■ **WHAT TO DO**:
Count the lines in the entries below that contain the string "buddha". Reply with the number alone.

■ **Entries drawn from a collection**:

BEGIN

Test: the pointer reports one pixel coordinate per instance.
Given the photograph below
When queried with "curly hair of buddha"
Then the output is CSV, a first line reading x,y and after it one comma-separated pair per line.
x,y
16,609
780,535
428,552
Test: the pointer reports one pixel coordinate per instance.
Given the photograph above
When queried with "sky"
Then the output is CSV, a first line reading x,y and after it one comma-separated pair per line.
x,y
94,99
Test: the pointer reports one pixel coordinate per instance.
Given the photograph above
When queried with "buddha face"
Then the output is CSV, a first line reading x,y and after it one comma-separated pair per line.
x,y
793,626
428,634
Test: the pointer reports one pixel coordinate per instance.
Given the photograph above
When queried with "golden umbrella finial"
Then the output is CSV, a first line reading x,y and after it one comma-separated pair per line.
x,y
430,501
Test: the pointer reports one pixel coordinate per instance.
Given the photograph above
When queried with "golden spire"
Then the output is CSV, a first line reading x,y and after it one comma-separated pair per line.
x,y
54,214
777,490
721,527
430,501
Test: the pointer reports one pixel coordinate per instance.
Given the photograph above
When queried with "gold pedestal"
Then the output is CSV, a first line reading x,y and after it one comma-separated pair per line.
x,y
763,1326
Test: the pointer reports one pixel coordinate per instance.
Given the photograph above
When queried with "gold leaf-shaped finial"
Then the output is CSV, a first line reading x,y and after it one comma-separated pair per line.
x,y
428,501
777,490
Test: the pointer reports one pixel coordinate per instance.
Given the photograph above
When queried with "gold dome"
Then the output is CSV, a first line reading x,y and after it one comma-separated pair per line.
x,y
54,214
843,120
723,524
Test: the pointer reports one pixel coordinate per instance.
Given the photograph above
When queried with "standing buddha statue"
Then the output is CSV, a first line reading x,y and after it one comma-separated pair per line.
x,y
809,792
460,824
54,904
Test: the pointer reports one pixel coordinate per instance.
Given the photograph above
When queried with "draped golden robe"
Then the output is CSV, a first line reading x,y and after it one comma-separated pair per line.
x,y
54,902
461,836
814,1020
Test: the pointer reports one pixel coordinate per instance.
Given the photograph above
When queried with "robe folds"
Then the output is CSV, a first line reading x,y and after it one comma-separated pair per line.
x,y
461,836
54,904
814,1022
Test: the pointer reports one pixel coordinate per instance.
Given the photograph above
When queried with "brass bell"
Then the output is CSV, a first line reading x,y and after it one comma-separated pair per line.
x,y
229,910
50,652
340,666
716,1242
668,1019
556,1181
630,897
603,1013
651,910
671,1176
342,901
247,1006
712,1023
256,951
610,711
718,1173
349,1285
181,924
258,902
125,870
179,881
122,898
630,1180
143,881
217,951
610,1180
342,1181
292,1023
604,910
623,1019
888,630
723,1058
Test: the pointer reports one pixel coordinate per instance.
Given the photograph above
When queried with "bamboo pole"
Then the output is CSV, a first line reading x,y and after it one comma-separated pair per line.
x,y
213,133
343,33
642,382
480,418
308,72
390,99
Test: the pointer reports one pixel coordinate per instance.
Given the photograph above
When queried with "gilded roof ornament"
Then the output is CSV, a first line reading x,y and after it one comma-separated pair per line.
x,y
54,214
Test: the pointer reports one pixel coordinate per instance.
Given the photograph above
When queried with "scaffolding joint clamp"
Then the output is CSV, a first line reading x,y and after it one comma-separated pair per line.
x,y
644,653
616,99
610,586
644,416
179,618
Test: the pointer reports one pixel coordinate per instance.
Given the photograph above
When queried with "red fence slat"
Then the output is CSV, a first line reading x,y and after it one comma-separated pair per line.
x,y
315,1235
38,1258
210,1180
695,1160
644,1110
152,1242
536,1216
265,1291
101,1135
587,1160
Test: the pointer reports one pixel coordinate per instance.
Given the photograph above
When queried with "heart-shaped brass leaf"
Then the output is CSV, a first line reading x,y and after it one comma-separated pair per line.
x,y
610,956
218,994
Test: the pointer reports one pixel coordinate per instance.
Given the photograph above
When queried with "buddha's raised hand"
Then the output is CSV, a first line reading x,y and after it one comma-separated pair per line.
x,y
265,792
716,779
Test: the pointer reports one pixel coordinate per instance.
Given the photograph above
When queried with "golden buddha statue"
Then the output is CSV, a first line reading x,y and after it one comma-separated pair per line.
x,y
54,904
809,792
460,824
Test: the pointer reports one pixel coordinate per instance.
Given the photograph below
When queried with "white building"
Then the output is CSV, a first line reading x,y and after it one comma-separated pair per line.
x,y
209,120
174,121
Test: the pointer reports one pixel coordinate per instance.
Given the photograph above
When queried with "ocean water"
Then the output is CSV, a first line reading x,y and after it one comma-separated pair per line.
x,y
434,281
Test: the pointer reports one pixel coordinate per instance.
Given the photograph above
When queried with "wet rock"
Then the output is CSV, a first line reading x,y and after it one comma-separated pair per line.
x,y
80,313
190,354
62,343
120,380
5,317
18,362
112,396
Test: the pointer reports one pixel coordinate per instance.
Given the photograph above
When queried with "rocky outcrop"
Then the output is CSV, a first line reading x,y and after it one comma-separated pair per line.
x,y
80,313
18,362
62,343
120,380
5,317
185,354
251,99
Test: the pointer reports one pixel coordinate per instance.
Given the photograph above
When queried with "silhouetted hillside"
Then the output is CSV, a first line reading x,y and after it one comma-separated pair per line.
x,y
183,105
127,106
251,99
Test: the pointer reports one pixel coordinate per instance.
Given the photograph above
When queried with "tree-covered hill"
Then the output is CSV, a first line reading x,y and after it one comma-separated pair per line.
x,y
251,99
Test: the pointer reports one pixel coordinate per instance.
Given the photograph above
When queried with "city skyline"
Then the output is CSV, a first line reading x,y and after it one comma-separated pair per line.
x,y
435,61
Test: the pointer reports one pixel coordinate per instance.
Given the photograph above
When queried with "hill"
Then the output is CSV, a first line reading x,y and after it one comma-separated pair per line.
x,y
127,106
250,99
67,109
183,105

END

■ **EXERCISE RESPONSE**:
5